■ What this task involves
Pull out each line in the listing below that contains the word "Target".

— START —

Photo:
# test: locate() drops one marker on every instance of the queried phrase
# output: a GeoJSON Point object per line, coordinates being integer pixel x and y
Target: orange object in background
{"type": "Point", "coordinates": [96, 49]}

— END —
— START —

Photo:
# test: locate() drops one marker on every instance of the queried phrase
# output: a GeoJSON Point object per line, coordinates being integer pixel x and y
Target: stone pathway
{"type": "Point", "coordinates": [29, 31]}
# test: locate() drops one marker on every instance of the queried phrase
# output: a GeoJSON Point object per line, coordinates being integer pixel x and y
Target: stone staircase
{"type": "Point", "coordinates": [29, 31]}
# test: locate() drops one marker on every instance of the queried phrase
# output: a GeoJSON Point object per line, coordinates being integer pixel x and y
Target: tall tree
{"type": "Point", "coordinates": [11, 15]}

— END —
— START —

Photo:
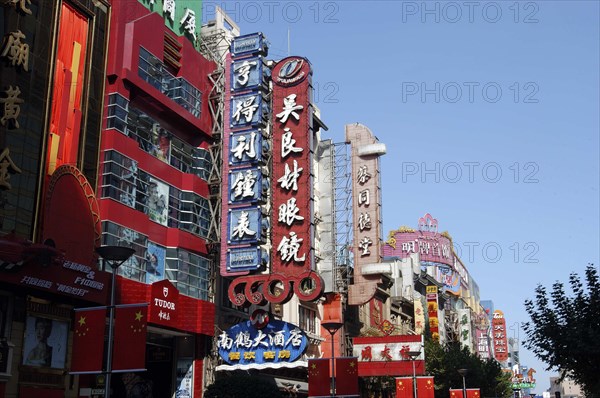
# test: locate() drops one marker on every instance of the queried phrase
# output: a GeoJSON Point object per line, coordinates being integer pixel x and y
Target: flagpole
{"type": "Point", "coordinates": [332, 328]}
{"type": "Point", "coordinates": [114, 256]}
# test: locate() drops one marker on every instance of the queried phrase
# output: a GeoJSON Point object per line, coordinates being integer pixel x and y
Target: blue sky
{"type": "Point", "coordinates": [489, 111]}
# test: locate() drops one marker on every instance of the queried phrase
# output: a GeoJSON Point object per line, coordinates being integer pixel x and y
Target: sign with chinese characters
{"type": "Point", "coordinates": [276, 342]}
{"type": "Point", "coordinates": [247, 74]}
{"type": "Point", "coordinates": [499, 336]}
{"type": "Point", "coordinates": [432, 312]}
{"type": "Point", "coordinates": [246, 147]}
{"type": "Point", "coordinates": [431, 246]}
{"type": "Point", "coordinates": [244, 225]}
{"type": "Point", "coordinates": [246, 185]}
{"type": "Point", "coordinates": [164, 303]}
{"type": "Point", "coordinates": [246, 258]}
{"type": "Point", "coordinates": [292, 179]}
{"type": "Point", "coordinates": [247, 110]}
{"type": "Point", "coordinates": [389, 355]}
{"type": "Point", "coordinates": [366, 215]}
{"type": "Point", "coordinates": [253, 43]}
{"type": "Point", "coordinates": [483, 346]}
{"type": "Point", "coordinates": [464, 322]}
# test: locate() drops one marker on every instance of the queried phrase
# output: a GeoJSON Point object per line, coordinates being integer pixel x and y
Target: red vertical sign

— END —

■ Exercise solution
Target: orange object in background
Target: stone pathway
Target: stone staircase
Target: tall tree
Target: flagpole
Target: blue sky
Target: sign with chinese characters
Target: red vertical sign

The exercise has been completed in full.